To be done: Give back the line where "sheet in the image above." appears and all the lines after it until the listing ends, unchanged and with nothing else.

Dataset content:

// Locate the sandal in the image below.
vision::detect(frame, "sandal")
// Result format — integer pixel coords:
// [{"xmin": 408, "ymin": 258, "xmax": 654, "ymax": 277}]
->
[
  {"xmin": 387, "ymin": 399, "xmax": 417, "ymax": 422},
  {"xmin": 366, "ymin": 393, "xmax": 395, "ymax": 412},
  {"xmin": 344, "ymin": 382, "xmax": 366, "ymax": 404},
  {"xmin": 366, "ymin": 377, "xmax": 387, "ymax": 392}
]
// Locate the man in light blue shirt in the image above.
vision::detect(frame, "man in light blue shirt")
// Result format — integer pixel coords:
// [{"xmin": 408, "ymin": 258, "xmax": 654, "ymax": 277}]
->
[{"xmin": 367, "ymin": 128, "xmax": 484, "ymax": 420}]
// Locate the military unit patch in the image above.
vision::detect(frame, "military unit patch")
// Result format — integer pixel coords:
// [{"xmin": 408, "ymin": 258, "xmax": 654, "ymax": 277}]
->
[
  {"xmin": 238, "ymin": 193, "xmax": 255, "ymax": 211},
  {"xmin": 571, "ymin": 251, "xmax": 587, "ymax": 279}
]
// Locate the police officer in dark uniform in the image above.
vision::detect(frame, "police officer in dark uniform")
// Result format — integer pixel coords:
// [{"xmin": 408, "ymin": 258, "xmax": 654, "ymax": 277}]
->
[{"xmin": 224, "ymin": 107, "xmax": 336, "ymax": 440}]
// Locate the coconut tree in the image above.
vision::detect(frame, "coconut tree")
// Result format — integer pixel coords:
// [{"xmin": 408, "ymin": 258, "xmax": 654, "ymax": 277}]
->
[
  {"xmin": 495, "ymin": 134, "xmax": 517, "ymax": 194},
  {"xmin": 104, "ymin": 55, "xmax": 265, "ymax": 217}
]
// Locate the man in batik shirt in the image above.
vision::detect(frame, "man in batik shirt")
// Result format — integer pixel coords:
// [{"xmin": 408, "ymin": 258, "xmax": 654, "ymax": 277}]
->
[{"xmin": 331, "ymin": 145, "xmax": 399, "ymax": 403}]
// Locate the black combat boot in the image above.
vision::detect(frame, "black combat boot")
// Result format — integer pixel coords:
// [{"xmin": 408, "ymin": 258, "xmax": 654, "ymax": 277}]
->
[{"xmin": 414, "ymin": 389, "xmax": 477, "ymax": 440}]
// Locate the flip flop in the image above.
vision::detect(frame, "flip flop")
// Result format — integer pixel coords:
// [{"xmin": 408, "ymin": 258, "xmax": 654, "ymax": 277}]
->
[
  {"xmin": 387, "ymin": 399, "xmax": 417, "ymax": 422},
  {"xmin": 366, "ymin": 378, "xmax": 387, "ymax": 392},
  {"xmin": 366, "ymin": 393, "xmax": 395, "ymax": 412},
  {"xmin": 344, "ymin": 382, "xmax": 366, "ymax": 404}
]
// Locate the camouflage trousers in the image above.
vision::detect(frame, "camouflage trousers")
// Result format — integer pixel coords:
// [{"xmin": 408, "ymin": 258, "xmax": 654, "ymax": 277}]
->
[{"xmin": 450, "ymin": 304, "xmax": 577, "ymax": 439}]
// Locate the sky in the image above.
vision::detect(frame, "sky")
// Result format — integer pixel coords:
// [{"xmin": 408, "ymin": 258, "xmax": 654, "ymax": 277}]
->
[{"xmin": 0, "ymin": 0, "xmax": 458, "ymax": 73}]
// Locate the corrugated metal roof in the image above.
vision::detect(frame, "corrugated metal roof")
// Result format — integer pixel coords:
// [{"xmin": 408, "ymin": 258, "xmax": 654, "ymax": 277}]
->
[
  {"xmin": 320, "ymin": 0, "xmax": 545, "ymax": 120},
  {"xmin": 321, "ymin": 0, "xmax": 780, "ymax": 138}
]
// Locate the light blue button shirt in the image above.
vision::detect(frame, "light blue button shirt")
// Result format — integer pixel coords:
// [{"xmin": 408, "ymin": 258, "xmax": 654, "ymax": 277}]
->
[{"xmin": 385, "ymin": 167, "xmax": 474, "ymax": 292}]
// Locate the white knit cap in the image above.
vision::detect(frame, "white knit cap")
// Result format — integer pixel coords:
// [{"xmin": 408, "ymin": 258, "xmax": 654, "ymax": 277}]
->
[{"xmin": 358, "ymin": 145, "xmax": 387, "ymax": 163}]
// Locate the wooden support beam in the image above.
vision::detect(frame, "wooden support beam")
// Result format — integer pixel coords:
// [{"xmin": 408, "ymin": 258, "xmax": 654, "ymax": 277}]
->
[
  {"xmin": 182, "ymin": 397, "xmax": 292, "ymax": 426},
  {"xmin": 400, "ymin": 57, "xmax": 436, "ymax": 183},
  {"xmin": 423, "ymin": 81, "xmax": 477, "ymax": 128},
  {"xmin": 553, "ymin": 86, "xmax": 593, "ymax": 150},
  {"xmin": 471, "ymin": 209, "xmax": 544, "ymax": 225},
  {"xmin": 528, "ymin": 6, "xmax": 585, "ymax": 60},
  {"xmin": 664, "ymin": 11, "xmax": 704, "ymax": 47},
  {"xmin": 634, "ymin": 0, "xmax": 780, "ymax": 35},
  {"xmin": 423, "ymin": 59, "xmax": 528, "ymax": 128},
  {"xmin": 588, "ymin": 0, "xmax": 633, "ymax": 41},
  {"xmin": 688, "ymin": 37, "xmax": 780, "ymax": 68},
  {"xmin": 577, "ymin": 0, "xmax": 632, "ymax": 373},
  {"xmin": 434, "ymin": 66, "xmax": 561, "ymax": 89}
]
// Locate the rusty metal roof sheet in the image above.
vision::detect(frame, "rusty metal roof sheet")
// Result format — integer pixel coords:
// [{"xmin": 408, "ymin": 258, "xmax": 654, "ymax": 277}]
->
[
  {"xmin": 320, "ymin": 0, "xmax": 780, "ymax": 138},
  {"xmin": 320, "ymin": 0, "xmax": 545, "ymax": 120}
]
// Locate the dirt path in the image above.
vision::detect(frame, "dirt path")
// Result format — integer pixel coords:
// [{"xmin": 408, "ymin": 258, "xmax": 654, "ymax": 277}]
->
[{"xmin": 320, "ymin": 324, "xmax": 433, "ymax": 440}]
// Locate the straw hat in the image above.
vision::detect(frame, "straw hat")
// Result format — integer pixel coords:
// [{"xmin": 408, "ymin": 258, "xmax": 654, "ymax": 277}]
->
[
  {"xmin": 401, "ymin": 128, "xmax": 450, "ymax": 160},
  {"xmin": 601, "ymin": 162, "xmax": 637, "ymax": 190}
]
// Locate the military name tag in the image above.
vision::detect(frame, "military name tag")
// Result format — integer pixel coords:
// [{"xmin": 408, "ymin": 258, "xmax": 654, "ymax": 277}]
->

Solution to the problem:
// Locate the rusty metal roof sheet in the image above.
vision::detect(frame, "rusty metal roof sheet")
// Result format — integer pixel coords:
// [{"xmin": 408, "ymin": 258, "xmax": 654, "ymax": 277}]
->
[
  {"xmin": 320, "ymin": 0, "xmax": 780, "ymax": 138},
  {"xmin": 320, "ymin": 0, "xmax": 545, "ymax": 120}
]
// Locate the dirt path in the image above.
vision::detect(frame, "dirt path")
// Result format — integer pixel coords:
// [{"xmin": 408, "ymin": 258, "xmax": 654, "ymax": 277}]
->
[{"xmin": 320, "ymin": 324, "xmax": 433, "ymax": 440}]
// Locate the straw hat in the image above.
vision::detect(frame, "straw hat")
// Result format — integer pixel coords:
// [{"xmin": 408, "ymin": 258, "xmax": 654, "ymax": 277}]
->
[
  {"xmin": 401, "ymin": 128, "xmax": 450, "ymax": 160},
  {"xmin": 601, "ymin": 162, "xmax": 637, "ymax": 190}
]
// Locate the military name tag in the image above.
vision::detect(frame, "military name tag")
// Result format — integer pixel coords:
// [{"xmin": 408, "ymin": 258, "xmax": 654, "ymax": 277}]
->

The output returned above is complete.